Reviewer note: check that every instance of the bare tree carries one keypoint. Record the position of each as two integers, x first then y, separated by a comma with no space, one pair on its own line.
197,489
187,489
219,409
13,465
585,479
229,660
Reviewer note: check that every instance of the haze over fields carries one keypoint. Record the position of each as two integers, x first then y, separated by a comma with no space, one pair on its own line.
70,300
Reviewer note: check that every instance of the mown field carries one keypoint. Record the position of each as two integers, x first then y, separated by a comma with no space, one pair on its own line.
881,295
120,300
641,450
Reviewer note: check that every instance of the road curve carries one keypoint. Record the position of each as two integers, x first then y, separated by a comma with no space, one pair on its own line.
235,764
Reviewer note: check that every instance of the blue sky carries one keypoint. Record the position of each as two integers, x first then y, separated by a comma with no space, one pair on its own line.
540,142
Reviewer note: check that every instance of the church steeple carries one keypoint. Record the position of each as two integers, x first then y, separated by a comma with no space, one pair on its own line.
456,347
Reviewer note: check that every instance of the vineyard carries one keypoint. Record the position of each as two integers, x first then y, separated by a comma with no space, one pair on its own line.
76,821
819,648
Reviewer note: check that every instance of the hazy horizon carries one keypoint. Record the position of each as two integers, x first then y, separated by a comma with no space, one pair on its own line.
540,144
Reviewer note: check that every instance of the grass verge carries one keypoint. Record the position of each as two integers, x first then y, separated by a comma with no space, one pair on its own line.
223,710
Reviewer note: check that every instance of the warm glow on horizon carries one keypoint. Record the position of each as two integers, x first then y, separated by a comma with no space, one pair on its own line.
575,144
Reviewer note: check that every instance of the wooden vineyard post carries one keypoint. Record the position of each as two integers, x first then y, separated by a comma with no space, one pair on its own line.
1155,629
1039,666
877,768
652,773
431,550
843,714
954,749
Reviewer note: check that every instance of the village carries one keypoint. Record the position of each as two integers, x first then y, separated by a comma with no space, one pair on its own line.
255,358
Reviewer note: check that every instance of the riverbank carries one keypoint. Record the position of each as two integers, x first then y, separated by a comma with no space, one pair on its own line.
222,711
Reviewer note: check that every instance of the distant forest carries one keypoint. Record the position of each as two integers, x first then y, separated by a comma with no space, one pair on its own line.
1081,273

══════════

Convert every line of the rows above into a JSON list of strings, one string per line, leaving out any blank lines.

Complete answer.
[
  "Reviewer note: check that every instance of the bare tree carries one keypoint. Record the position of each as two integers, x first then y, separated by a comma with no space, one pair on its own line.",
  "197,489",
  "187,489",
  "219,409",
  "13,465",
  "585,479",
  "229,660",
  "Reviewer note: check that every instance of the haze over fields carries one keypoint. Record the position of each as two integers, x first then y, separated by a comma with no space, one pair on its own line.",
  "70,300",
  "Reviewer note: check that every instance of the mown field carries one keypoint. Record the position of each as two integers, x first then y, separated by a comma with no space, one pair on its own line.",
  "881,295",
  "120,300",
  "641,450",
  "Reviewer note: check that every instance of the road curve carries one keypoint. Record the position of each as two integers, x first then y, separated by a comma with no space, one pair on its own line.",
  "235,764",
  "Reviewer note: check that every instance of the blue sky carries one keypoint. Record the position of each as two integers, x first then y, separated by a comma with no space, one pair on its own line.",
  "540,142",
  "Reviewer note: check that every instance of the church steeple carries one keypoint. Record the position of each as two integers, x first then y, separated by a comma with no space, one pair on its own line.",
  "456,347",
  "Reviewer note: check that every instance of the vineyard carries one keypoint. Record the position of each as two integers, x first then y, separated by a comma with no space, one pair on its own line.",
  "76,821",
  "819,648",
  "Reviewer note: check that every instance of the hazy horizon carries one keypoint. Record the position of each as two integers, x first then y, separated by a comma with no space, one pair on its own line.",
  "540,144",
  "Reviewer note: check that every instance of the grass verge carries one keypoint. Record the position of each as two integers, x first then y, separated by a comma with no space, one pair on its own line.",
  "223,710",
  "Reviewer note: check that every instance of the warm glow on horizon carries one keypoint. Record the position of each as two integers, x first then y, separated by a comma with no space, one pair on its own line.",
  "575,144",
  "Reviewer note: check that every instance of the wooden vineyard post carries one keypoint. Record the position of each as two integers, x first then y, separated by a comma with no space, one pair on its own line.",
  "1155,629",
  "1039,666",
  "877,768",
  "652,773",
  "431,550",
  "843,714",
  "954,749",
  "Reviewer note: check that every instance of the village carries one keypoint. Record the position of each as two integers, x first then y, separated by a comma with no space, one pair on its own line.",
  "255,358",
  "Reviewer note: check that every instance of the riverbank carries one keypoint. Record the position of each as two integers, x first then y, separated by a comma with no space, one pair on its own line.",
  "222,711",
  "Reviewer note: check that every instance of the distant forest carries one keypoint. Record the position of each as two integers, x first then y, separated by a comma with no space, one pair on its own line.",
  "1081,273"
]